## Records to use
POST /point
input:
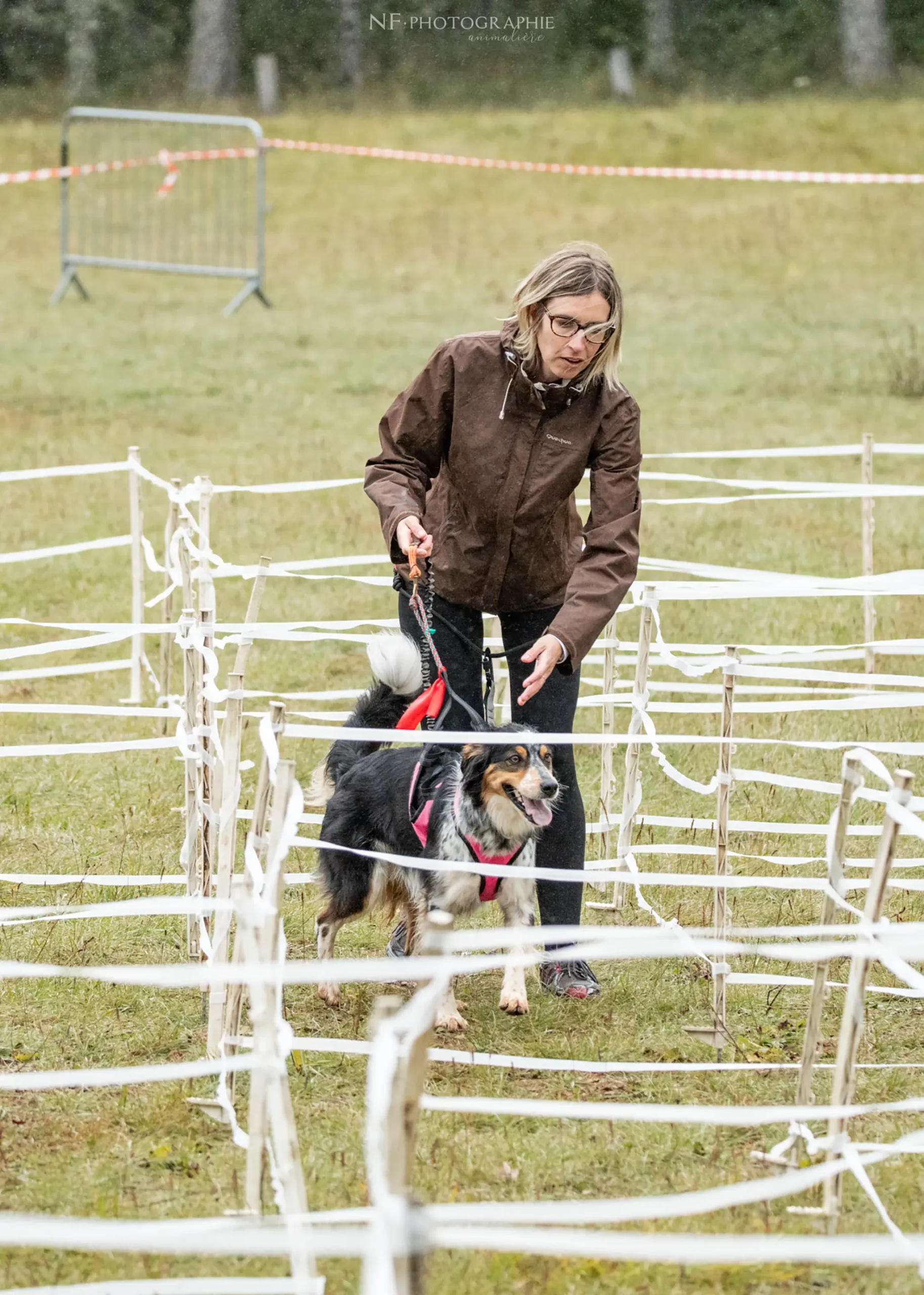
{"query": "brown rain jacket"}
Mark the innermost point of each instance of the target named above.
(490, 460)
...
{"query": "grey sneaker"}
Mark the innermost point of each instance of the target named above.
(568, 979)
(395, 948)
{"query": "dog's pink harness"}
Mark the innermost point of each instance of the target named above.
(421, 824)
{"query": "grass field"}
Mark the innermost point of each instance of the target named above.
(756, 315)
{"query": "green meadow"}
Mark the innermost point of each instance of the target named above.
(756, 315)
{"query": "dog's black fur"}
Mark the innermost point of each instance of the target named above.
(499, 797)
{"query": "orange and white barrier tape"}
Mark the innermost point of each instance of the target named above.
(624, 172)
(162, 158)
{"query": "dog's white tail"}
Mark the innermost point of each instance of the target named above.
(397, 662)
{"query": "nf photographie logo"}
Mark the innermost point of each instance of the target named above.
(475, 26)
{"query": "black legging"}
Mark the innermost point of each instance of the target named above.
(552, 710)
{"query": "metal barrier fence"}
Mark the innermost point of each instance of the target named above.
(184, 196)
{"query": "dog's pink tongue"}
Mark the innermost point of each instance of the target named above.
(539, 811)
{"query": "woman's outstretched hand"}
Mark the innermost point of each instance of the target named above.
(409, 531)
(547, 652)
==
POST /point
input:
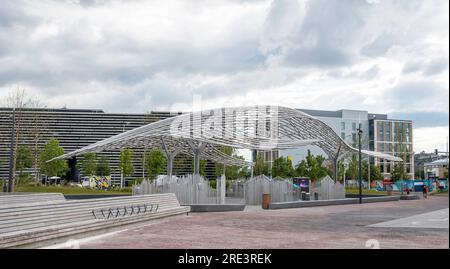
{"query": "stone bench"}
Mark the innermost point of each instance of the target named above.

## Exercise aim
Can you pull out every line of the records that contains the word "black"?

## Exercise solution
{"query": "dog's black fur"}
{"query": "black legging"}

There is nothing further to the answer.